DOCUMENT SECTION:
Member of the Chamber of Representatives
- In office 13 June 1999 – 25 May 2014

Member of the Municipal Council for Beringen

Personal details
- Born: Bert August Flor Herman Schoofs 10 June 1967 (age 58) Koersel, Belgium
- Party: Vlaams Blok (1999-2004) Vlaams Belang (2004-)
- Other political affiliations: VOLUIT

= Bert Schoofs =

Flemish politician (born 1967)

Bert August Flor Herman Schoofs (born 10 June 1967) is a Belgian lawyer and former politician of the Vlaams Blok and its successor Vlaams Belang party.

==Biography==
Schoofs graduated in law at KU Leuven and later a degree in economics at Hogeschool-Universiteit Brussel. He practiced as a lawyer in Limburg from 1993 to 2002 and is a member of the Bar of Hasselt.

He was first elected to the Chamber of Representatives for the Flemish nationalist Vlaams Blok party in the 1999 Belgian federal election for the Limburg list constituency. He subsequently became the faction leader for the Vlaams Blok in the Chamber, and again when the party was reconstituted as Vlaams Belang. Schoofs was also a member of the national party board of Vlaams Belang from early 2001 to early 2013. From January 2001 to December 2012 he was party leader for this party in the former mining municipality of Beringen. In the 2012 municipal elections, he formed a joint-list with members of the Lijst Dedecker party (which had entered an electoral cartel with the Vlaams Belang) under the name Safe Beringen Liveable Villages (VBLD). The list won four seats on the municipal council.

[Point localization data]
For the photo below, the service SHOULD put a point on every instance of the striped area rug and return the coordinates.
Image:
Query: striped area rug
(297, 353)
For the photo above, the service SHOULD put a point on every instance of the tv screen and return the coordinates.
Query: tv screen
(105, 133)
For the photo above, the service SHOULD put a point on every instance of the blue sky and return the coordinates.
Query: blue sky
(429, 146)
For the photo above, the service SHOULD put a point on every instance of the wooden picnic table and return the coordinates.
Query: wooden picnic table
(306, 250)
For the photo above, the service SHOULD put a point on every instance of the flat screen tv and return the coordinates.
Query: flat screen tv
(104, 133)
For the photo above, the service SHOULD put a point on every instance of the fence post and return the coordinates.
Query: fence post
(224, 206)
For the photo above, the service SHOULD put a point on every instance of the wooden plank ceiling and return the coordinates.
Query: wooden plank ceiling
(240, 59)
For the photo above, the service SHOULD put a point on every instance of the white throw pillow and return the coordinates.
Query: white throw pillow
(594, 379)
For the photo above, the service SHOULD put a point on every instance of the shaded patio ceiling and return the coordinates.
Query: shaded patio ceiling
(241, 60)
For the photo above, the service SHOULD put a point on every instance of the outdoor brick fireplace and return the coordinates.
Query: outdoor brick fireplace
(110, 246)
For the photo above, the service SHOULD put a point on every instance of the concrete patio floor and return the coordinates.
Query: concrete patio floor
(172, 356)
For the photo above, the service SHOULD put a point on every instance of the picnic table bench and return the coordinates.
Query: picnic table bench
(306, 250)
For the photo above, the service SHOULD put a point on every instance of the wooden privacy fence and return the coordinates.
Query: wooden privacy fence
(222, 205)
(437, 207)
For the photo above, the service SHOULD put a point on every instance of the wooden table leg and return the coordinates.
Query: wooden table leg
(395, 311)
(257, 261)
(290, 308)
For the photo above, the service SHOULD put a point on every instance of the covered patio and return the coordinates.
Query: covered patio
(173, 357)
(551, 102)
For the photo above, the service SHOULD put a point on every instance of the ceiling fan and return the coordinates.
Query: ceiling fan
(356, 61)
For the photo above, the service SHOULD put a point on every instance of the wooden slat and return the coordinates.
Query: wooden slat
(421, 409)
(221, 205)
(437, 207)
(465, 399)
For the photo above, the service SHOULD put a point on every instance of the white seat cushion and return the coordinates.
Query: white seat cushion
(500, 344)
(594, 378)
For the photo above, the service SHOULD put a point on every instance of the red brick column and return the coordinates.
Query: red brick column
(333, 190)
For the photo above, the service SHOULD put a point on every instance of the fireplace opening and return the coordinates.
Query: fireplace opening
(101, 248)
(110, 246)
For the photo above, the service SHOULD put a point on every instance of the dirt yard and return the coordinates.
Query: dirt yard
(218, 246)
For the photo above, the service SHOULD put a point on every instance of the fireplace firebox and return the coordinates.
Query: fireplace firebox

TASK REQUIREMENTS:
Please continue the Bert Schoofs biography, starting after its final sentence.

WRITTEN REPLY:
Schoofs narrowly failed to be re-elected to the Chamber during the 2014 Belgian federal election in which many Vlaams Belang representatives lost their seats in the party's worst result. Shortly after, Schoofs announced his retirement from national politics.

After his career in the Federal Parliament, Schoofs studied for a master's degree in business management and set up a foundation to encourage young people to become entrepreneurs. From October 2016 to March 2018 he was director of the Flemish People's Movement. In 2020, he announced that he was releasing a historical thriller novel.

In 2018, Schoofs made a return to local politics as part of the Flemish VOLUIT national liberal municipal coalition formed by former Open VLD, N-VA, CD&V and Vlaams Belang members. Schoofs won a seat on the Limburg council and was offered the position of alderman but declined.